Going down the listing below, print exactly each line from the one with "Sample: <point>195,554</point>" up to and including the one with "Sample: <point>290,530</point>", and skip the rest.

•••••

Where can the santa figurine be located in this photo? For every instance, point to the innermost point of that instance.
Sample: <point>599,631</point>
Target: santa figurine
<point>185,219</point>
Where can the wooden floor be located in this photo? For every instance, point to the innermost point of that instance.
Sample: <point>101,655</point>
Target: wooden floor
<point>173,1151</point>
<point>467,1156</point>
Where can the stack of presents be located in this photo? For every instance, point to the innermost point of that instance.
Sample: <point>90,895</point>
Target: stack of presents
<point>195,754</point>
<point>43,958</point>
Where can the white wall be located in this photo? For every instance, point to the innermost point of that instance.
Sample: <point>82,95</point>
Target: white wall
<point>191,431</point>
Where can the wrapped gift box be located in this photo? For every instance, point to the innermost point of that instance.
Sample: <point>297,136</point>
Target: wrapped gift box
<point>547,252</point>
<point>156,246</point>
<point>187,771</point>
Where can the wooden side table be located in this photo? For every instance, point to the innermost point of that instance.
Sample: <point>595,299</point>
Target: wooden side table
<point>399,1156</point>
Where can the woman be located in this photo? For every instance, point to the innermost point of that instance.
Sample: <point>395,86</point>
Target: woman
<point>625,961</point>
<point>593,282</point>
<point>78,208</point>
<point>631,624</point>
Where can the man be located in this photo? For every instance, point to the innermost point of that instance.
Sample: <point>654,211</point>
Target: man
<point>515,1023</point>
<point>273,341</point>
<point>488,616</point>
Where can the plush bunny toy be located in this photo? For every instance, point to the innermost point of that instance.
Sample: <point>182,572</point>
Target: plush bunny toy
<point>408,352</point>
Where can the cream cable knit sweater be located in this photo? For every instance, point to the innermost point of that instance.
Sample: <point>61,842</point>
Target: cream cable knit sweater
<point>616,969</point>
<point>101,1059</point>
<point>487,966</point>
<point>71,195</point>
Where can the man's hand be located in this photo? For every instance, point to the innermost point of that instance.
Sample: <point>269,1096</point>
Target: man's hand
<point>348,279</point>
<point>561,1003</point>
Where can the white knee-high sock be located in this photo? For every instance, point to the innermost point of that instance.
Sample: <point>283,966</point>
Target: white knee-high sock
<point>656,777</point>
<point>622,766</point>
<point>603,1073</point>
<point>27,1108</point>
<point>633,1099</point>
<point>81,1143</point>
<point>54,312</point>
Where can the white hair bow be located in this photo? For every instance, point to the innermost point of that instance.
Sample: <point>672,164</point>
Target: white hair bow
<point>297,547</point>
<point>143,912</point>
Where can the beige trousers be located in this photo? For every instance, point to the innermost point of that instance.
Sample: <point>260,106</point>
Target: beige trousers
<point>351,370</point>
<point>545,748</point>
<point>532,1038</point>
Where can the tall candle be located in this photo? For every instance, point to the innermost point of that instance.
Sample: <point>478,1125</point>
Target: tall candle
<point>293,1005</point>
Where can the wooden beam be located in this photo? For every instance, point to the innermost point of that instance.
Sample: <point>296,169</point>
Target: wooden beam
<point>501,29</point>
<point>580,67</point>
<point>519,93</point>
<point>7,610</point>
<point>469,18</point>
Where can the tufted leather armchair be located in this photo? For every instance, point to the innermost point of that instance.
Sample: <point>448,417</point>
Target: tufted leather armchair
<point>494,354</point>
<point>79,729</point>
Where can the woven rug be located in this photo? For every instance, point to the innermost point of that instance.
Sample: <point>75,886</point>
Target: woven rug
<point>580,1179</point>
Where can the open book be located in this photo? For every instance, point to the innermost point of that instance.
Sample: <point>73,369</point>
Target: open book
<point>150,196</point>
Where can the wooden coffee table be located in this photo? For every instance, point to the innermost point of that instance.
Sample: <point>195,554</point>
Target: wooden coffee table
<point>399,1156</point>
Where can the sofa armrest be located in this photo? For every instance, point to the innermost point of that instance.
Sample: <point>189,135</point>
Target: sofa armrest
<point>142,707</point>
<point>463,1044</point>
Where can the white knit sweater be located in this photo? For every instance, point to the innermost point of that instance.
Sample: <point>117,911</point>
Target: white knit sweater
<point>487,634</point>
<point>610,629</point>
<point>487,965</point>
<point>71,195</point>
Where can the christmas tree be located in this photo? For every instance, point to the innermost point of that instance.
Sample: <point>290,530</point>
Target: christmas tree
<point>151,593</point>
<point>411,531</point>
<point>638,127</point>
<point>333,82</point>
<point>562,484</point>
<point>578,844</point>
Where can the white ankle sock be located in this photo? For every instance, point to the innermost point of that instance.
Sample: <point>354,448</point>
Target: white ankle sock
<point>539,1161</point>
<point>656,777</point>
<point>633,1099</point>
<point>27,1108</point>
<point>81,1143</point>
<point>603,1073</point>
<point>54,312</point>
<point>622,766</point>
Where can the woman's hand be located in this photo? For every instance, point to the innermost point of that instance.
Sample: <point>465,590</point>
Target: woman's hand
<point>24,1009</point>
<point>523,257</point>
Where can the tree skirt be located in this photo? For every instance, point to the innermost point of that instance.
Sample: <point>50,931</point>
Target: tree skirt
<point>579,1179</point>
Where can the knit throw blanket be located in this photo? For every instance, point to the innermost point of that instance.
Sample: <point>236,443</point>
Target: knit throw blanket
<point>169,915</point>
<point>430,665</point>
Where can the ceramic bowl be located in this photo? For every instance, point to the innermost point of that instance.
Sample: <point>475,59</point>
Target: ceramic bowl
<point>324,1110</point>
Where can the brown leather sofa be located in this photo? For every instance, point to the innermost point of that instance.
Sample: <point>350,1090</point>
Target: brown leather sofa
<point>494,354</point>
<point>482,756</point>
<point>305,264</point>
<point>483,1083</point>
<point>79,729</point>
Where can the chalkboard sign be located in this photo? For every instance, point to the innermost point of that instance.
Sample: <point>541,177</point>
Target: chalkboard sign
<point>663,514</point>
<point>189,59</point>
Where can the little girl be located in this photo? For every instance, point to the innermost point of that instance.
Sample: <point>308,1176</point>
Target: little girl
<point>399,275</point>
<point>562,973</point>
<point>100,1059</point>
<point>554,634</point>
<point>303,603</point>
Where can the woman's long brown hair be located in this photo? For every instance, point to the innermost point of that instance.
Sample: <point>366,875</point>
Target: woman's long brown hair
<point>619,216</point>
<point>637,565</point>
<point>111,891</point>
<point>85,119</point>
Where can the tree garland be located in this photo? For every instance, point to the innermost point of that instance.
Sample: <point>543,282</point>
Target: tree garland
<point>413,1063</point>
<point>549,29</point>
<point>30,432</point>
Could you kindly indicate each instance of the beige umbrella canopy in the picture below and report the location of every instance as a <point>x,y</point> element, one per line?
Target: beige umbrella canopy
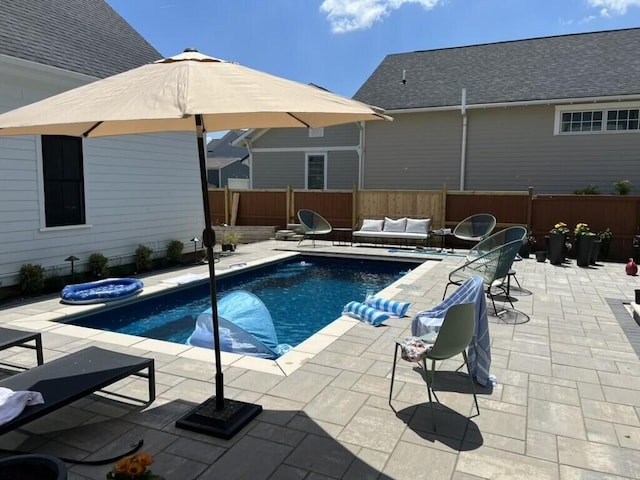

•••••

■ RESPONSE BOX
Sample: <point>195,554</point>
Target: wooden coffee table
<point>399,1156</point>
Where can the sofa armrest be located in this photo? For every instance, point to the innermost point of that instance.
Sample: <point>189,135</point>
Target: sofa armrest
<point>142,707</point>
<point>463,1044</point>
Where can the white knit sweater be located in this photo? For every instance, point to the innermost point of that instance.
Sample: <point>117,911</point>
Target: white knit sweater
<point>487,634</point>
<point>610,629</point>
<point>487,965</point>
<point>71,195</point>
Where can the christmas tree be located in this photo? For every instance, point to the innermost point of that instance.
Sample: <point>290,530</point>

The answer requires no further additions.